> [DIRECTIONS FOR THIS TASK]: Scan the material for the string "forest" and copy out every line in which it occurs.

> [DATA FOR THIS EXERCISE]:
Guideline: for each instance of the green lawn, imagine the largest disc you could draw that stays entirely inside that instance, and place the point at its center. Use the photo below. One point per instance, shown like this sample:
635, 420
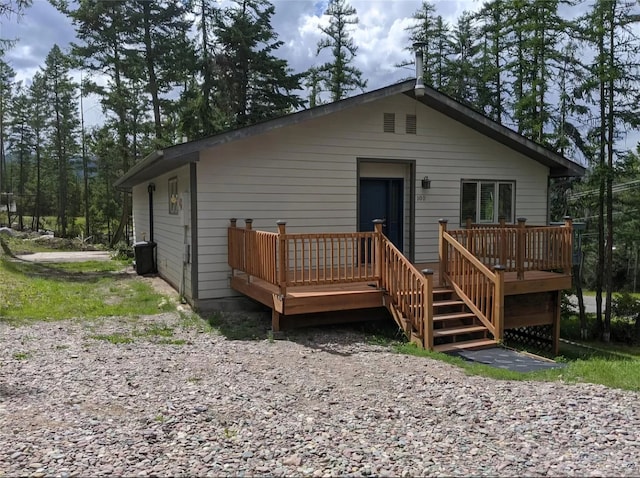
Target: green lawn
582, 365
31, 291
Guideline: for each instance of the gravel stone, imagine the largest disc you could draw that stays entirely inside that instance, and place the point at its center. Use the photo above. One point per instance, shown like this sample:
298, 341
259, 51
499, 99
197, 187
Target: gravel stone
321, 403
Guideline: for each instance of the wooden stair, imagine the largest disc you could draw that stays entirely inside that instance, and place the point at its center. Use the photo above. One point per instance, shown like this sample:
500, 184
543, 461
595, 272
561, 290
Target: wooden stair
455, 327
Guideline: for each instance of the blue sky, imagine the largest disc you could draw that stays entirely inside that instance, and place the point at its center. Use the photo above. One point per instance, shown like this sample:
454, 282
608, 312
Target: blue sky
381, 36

...

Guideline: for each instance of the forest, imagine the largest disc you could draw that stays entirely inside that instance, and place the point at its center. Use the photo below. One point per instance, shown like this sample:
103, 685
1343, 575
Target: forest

> [RESULT FOR THIS EXERCISE]:
Guideline: for each instance of the forest, imagine the largest disc you could draw that stays entirely inside that instance, and place the point at its center. Use the photo below. One point per instance, shown like this sample:
Target: forest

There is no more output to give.